To paraphrase Mr. Twain, reports of the demise of the industrial computer have been greatly exaggerated. Sure, recent technical advances are making the desktop PC-in-a-box and many of its traditional capabilities unrecognizable. However, there remain many applications in which operators need screen-based HMIs on or close to machines, production lines or other systems. So rather than eliminating the need for industrial PCs (IPCs) and enclosures, diversifying computing capabilities are fueling an increasing variety of new industrial computing form factors.

Evolution and Diversification

“There’s a lot of confusion in the market these days about what constitutes an industrial computer. Everyone even uses the word ‘ruggedized’ in different ways. So, we try to define an industrial PC by how well it matches its application.” says Ed Boutilier, president and CEO of Stealth Computer Corp. (www.stealthcomputer.com).

 “What makes an IPC worthwhile is an application’s downtime expense, and this is based on how much it will cost a user to replace the PC itself and how long it will take to transfer its data over to the new PC.”

 

Figure 1. A user performing real-time flood monitoring and alert services is using UNO-2053E and ADAM-4017 to remotely check water-level sensors in Malaysia’s rivers, and broadcast warnings when high water levels occur.

Mike Berryman, market development director in Advantech Corp.’s (www.advantech.com) industrial automation group, explains, “The transformation of industrial PCs from desktops to all the variants we’re seeing now is caused by open computing technologies—such as Ethernet and Intel’s processors—being driven from commercial settings and into the industrial space. This is why things are moving so fast now. PCs can now use Flash memory to run at 2 GHz without a fan or other moving parts, which improves reliability, lets PCs be located on DIN rails and even lets them look like PLCs. In the past five years, Intel’s low-power, low-heat Centrino processors have allowed builders to put a heat sink on their PCs and run at 60 °C to 70 °C without a fan.”
—————
== Exercise 1 ==
Copy the rows verbatim, starting with the line that contains "find the ship hull;" and continuing through the end of the rows. Don't include any pictures.
The rows have no connection to the excerpt about industrial computers.

== Source data ==
—————
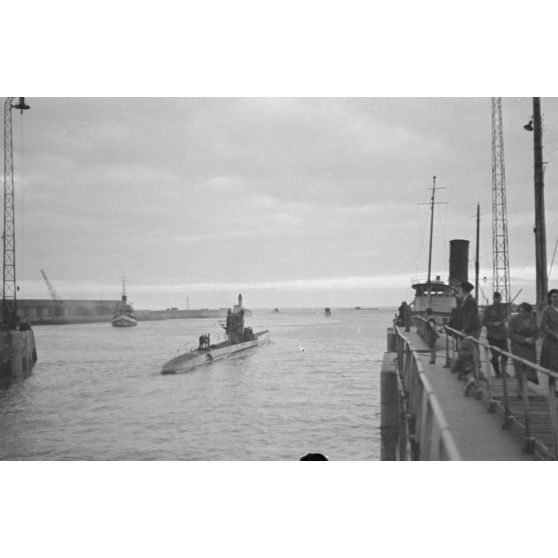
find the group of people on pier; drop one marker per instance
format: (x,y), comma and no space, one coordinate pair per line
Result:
(517,335)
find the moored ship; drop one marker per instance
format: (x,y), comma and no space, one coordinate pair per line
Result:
(239,339)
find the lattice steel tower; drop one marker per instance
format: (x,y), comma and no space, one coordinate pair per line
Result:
(500,261)
(9,301)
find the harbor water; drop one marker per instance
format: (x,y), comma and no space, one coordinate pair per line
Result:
(96,392)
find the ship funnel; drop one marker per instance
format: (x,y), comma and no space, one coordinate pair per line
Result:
(459,261)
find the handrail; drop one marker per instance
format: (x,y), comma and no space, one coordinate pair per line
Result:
(426,419)
(529,440)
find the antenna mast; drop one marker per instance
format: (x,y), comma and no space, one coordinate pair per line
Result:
(500,261)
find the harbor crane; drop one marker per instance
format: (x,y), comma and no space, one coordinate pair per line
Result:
(9,288)
(60,311)
(53,293)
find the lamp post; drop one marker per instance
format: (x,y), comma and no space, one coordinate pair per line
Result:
(9,299)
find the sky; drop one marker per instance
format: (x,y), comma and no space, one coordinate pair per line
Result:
(295,202)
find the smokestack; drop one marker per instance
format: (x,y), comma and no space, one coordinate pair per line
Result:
(459,261)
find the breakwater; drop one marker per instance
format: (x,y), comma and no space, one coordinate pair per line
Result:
(18,354)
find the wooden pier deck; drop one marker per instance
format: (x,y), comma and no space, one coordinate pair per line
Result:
(479,434)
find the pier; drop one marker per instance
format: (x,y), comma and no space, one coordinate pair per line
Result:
(426,415)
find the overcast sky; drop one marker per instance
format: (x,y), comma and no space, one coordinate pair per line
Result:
(295,202)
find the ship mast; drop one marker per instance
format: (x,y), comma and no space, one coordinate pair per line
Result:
(432,204)
(535,125)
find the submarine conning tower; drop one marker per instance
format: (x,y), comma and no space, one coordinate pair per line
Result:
(459,261)
(238,307)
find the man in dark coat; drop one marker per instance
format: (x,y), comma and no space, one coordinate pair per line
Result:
(494,319)
(405,316)
(471,328)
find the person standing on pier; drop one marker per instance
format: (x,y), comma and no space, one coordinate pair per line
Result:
(523,332)
(549,328)
(471,328)
(431,334)
(494,319)
(455,321)
(405,316)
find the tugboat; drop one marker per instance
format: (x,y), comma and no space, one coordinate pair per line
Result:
(239,339)
(125,315)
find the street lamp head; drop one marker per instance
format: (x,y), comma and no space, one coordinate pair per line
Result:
(21,105)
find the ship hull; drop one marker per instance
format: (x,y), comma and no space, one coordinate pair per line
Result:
(198,357)
(124,321)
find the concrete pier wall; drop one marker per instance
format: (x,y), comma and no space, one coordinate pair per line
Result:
(18,354)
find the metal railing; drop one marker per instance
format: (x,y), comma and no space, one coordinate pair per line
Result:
(453,340)
(429,434)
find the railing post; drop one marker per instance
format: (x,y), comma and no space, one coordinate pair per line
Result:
(448,361)
(491,401)
(529,442)
(426,428)
(507,415)
(552,406)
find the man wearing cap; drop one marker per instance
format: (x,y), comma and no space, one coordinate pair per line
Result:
(471,327)
(494,319)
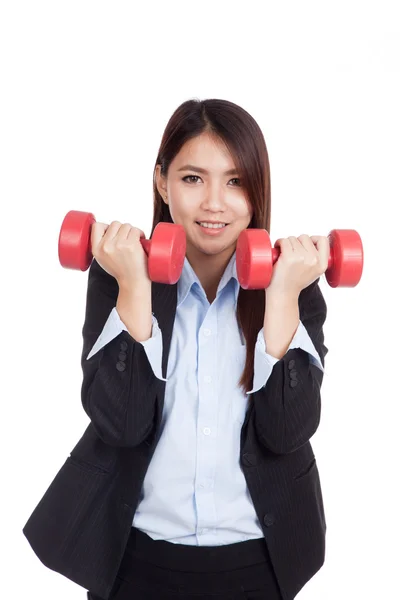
—————
== Exercise 2 ==
In the excerpt on industrial computers, at what temperatures do Intel's Centrino processors let builders run their PCs without a fan?

== Finished answer 1 ==
find the ship hull; drop one marker per instance
format: (x,y), comma and no space, one coordinate pair per line
Result:
(198,357)
(124,321)
find the concrete pier wall; drop one marker per instance
format: (x,y), comma and no space, one coordinate pair per line
Result:
(18,354)
find the metal railing; drop one marker per instance
format: (x,y), comma and no space, one coordinate pair per line
Result:
(453,340)
(429,434)
find the railing post; drop one marker per instance
format: (x,y), comma and no space, one coordinate pair per line
Result:
(448,361)
(491,401)
(529,442)
(426,428)
(507,415)
(552,406)
find the man wearing cap; drop one marker per instance
format: (x,y), comma and no space, one coordinate pair per line
Result:
(471,327)
(494,319)

== Finished answer 2 ==
60 °C to 70 °C.